In spite of stern warnings from his cricket sidekick/conscience, Breckini quickly develops a taste for trouble. Instead of going to school, he heads to a puppet theater, where he's nearly devoured by a sentimental giant, who ultimately takes pity on him and gives him five gold coins. The coins quickly find their way into the pockets of the Cat and the Fox, scoundrels who don black executioner hoods redolent of both Ku Klux Klan robes and the prisoner-abuse scandal at Abu Ghraib. Then they string Breckini up on a tree branch and leave him to die in front of an impossibly huge and luminous moon. The Blue Fairy (played by Nicoletta Braschi, Benigni's real-life wife, and voiced by Glenn Close) takes pity on the poor, misguided puppet and saves him from certain death.

This establishes a pattern from which the film seldom deviates: Breckini must choose between doing right and doing wrong. He invariably chooses wrong, suffers disproportionately, and faces imminent destruction, only to be bailed out at the last minute by the Blue Fairy, the film's trusty, oft-employed deus ex machina. Many of these grim elements are taken directly from Carlo Collodi's original novel, but that doesn't make them any less jarring.

**Jobs:**
1 > Answer these questions using the passage about Breckini:
(a) How many gold coins does the giant give Breckini?
(b) Who voices the Blue Fairy?
(c) Whose original novel supplies many of the grim elements?
2 > Reproduce the stretch of the listing from the line containing "For the benchmark, mark every instance of the dry" through the end of the listing, including both ends, and nothing else.
The passage and the listing are unrelated material.

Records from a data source
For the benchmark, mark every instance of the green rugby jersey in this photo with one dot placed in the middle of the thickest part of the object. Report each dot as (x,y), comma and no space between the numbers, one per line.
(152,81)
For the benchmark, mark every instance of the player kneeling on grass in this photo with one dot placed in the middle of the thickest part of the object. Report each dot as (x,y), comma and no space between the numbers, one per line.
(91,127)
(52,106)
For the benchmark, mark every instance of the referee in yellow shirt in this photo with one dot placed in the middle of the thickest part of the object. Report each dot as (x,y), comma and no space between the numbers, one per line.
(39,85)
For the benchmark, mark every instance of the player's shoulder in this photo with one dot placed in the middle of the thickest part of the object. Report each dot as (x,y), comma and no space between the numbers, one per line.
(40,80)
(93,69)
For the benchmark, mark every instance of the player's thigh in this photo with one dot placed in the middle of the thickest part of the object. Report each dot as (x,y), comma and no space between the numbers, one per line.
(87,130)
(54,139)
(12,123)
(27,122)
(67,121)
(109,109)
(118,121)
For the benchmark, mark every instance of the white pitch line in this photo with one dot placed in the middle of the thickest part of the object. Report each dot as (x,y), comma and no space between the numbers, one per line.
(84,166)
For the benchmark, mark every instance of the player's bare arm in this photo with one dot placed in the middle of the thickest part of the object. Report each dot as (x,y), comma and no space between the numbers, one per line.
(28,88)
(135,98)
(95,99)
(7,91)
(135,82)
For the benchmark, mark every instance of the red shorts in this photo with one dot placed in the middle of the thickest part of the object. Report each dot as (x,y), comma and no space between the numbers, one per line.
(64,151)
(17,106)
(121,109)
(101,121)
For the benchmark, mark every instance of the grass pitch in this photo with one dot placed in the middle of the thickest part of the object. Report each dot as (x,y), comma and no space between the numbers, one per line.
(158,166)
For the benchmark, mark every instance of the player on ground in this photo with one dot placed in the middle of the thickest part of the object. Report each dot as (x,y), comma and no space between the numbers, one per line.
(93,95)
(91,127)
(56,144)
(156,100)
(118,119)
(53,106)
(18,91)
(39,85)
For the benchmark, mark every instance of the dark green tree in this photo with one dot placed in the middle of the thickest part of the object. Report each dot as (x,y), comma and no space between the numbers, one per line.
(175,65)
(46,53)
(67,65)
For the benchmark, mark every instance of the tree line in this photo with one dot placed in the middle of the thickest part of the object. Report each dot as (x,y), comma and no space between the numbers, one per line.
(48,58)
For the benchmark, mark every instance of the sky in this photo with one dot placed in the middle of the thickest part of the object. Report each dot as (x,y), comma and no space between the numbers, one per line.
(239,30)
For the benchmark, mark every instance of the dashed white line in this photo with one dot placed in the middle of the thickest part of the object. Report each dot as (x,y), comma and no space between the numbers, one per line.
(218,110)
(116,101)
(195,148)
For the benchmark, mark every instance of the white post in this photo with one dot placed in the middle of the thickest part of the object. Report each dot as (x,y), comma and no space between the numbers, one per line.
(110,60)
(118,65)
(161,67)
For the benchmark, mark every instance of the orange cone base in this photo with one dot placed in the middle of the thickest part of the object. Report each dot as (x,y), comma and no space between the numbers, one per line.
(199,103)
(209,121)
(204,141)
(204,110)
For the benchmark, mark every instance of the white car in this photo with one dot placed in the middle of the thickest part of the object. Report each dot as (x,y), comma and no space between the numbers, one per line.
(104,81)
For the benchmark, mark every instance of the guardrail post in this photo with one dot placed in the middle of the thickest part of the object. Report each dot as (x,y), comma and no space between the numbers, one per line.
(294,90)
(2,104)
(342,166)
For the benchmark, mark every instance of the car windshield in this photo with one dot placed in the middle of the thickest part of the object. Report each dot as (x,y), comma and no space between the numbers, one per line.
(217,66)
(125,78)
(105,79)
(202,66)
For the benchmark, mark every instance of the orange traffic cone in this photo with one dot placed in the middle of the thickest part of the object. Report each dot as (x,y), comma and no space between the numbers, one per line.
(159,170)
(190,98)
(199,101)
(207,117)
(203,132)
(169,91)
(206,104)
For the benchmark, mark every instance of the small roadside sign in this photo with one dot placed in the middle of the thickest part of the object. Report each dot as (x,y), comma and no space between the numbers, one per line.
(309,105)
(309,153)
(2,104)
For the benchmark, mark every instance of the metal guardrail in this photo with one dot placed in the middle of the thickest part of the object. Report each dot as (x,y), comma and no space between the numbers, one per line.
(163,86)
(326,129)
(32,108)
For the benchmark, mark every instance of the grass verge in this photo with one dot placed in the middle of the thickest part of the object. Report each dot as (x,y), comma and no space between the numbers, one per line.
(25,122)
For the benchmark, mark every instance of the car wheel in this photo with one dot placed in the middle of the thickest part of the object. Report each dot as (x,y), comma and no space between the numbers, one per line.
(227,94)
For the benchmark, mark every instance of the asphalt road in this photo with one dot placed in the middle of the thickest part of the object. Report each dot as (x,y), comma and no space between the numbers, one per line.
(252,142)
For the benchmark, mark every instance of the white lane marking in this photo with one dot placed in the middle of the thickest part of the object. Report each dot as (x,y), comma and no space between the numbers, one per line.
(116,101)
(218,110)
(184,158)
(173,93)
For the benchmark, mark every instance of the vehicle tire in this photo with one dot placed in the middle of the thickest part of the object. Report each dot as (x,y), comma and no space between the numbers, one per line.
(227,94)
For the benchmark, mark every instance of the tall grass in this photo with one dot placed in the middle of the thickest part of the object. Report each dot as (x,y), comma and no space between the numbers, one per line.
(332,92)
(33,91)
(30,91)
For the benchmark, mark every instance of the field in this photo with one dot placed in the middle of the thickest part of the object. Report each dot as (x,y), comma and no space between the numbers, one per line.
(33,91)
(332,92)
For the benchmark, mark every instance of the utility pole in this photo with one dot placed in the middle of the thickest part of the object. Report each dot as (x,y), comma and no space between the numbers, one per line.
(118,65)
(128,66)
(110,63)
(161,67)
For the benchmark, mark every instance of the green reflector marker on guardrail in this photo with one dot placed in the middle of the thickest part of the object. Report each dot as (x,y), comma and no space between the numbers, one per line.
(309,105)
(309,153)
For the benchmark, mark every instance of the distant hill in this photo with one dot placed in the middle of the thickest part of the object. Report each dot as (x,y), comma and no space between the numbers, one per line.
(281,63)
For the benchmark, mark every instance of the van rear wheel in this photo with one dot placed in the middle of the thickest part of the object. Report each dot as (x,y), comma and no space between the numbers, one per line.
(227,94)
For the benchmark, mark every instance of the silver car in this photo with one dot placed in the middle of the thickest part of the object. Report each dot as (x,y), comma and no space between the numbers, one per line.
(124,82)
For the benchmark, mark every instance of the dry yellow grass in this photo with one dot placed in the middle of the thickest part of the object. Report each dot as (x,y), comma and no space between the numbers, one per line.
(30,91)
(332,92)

**Answers by task:**
1 >
(a) Five
(b) Glenn Close
(c) Carlo Collodi's

2 >
For the benchmark, mark every instance of the dry yellow grass in this photo with one dot placed in the middle of the thickest part of the object. Report each dot as (x,y), comma and no space between the numbers, one per line.
(30,91)
(332,92)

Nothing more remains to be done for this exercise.